• _DATASET ENTRIES_:
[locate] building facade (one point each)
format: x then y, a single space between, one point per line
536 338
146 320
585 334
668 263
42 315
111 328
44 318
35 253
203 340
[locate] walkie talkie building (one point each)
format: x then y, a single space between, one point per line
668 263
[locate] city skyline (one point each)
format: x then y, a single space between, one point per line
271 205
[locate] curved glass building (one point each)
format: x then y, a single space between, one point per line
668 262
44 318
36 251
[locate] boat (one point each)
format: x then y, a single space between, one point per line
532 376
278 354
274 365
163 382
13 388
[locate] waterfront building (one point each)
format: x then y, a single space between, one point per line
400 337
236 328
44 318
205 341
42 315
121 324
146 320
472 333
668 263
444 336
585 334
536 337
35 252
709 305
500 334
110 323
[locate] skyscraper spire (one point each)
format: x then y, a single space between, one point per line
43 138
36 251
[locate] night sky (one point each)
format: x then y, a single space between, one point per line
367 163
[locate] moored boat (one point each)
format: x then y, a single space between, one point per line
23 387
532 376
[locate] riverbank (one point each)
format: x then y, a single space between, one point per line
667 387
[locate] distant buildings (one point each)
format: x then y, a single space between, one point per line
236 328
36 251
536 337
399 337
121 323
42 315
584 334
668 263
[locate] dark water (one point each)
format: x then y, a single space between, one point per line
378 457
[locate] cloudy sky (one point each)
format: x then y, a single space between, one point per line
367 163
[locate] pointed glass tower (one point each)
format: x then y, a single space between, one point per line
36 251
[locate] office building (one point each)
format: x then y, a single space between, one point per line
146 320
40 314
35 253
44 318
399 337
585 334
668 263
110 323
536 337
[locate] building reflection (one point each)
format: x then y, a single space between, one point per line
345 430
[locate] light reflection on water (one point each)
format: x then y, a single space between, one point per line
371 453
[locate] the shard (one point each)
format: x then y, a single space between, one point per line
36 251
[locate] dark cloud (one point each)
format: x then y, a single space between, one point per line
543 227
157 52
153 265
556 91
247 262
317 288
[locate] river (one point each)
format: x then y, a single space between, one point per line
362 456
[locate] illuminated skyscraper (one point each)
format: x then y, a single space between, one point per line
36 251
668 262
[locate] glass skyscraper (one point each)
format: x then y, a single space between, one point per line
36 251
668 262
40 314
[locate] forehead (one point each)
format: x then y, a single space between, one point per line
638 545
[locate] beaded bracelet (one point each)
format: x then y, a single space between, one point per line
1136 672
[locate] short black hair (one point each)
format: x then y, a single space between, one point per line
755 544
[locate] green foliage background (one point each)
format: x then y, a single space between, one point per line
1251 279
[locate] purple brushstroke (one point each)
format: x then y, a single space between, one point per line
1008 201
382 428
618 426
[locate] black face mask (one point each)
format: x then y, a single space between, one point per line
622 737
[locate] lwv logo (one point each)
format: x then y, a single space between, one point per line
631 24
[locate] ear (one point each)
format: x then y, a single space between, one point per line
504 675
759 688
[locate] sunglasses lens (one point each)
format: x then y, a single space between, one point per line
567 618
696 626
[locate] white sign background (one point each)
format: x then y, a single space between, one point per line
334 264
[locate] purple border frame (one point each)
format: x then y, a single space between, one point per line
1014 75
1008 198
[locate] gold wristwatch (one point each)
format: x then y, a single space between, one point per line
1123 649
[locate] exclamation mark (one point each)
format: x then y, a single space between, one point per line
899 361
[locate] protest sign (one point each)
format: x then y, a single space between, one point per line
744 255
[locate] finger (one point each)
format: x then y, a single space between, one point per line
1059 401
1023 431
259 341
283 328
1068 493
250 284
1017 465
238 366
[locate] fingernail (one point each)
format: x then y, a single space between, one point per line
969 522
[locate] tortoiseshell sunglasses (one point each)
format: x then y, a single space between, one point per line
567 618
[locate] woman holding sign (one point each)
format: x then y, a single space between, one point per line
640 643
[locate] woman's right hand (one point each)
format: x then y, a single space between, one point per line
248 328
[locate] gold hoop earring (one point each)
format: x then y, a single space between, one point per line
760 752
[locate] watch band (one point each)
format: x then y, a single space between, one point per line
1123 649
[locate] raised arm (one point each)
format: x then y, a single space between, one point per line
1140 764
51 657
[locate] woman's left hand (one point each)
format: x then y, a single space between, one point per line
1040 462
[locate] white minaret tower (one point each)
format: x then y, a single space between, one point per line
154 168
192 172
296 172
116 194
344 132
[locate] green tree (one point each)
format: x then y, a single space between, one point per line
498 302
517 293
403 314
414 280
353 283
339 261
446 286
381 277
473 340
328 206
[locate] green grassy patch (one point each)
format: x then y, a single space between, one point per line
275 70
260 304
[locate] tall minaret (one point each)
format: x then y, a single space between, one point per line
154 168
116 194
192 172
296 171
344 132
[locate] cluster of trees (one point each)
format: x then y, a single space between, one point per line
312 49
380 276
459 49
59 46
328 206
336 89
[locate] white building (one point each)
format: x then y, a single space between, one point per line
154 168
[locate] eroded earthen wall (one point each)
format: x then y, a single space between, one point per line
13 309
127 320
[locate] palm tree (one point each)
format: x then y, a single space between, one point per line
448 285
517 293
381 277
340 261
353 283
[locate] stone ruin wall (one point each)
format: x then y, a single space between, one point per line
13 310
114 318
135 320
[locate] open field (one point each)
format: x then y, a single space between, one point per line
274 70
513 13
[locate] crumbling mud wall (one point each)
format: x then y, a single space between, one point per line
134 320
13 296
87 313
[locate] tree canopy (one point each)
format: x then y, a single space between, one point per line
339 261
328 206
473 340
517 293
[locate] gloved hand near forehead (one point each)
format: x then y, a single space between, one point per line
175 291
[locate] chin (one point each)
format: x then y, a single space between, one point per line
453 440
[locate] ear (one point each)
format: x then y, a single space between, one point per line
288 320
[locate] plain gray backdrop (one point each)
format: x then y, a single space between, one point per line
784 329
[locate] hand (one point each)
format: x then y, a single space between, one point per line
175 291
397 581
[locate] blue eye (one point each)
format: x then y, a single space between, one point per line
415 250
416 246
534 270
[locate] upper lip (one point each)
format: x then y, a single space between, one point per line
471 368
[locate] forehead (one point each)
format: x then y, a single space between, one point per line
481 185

• _GIVEN INSTRUCTION_: Write out again, exactly, the lines from the one holding "[locate] tall minaret (one point each)" through the end of the listing, with both ends included.

• _RESULT OF THE TASK_:
[locate] tall minaret (one point each)
format: x then y, a single space between, one point per line
154 168
116 194
192 172
296 171
344 132
[locate] cluster of trees (one point each)
format: x then y, a single space between, one point per line
312 49
380 276
459 49
59 46
328 206
336 89
[locate] white building (one point each)
format: x then y, a single space between, one point per line
154 168
[locate] eroded earthen wall (one point each)
format: x then y, a single space between, one point per line
13 309
127 320
[locate] palm tree (one point each)
format: x then y, a single space between, one point per line
448 285
517 293
381 277
340 261
353 283
[locate] stone ruin wall (one point each)
format: x then y, a single space between, one point per line
13 310
114 318
135 320
[locate] open field (one point each)
format: x then y, a single space between, one point per line
274 70
513 13
[locate] crumbling mud wall (one point each)
format: x then y, a single space between, one point per line
134 320
13 296
87 313
[locate] tree canopy (one point each)
format: x then y, a single space between, one point per line
339 261
328 206
473 340
517 293
[locate] gloved hand near forehead (one point each)
format: x then y, a single space between, one point per line
175 291
[locate] chin (one point each)
format: x then y, a single space between, one point per line
453 440
[locate] ear (one point each)
format: x then y, a single space between, one point per line
288 320
[locate] plain gray backdrop (one point each)
format: x then y, a single space between, one point per line
784 329
[locate] hand (one point each)
format: x then y, a single space between, one point per line
175 291
397 581
[locate] blue eye (one point each)
format: x then y, a single space between, one point per line
415 250
416 246
534 270
[locate] upper lip (one point each)
format: x then y, a single space between, one point per line
471 368
[locate] forehead (one point each)
format: x then y, a single space between, one point per line
481 185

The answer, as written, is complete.